::: DATA IN THIS EXERCISE
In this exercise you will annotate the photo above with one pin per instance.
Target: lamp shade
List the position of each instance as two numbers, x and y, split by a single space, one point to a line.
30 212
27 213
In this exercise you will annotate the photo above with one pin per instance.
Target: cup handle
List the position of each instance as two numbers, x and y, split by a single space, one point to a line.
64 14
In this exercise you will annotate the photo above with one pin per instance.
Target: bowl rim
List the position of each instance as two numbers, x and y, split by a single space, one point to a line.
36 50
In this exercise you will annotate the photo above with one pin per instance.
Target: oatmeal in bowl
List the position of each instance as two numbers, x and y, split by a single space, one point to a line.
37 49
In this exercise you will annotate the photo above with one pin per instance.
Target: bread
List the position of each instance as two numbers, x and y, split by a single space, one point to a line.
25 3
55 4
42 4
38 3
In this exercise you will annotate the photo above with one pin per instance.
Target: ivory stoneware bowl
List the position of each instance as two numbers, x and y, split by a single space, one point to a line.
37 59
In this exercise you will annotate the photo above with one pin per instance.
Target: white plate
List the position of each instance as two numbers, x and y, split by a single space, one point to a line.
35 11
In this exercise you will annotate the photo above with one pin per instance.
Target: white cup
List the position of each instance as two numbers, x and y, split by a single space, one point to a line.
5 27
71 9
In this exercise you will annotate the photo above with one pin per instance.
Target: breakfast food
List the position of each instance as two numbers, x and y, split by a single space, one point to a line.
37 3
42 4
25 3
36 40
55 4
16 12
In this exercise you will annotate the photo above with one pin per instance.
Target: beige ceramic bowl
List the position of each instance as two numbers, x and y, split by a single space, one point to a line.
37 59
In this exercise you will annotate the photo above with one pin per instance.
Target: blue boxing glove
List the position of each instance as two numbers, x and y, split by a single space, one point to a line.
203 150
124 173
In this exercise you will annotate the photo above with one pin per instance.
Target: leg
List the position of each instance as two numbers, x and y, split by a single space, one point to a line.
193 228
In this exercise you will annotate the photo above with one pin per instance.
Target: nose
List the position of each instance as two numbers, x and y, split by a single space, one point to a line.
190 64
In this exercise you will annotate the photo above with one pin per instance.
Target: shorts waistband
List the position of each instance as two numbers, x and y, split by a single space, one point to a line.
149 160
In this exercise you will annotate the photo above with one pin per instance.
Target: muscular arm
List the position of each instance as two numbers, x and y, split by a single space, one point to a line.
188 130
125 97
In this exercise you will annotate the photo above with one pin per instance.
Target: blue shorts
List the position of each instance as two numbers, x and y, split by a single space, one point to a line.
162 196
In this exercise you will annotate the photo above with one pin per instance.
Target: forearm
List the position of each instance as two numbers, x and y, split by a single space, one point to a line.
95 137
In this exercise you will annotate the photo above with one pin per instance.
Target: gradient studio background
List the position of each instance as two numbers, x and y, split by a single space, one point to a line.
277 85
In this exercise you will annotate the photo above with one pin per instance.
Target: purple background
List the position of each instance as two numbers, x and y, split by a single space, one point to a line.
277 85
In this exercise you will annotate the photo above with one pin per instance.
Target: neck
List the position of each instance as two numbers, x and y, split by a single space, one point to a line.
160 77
::::::
Scan the material above for the word "shorts". Copy each line where it occurs.

Target: shorts waistband
Target: blue shorts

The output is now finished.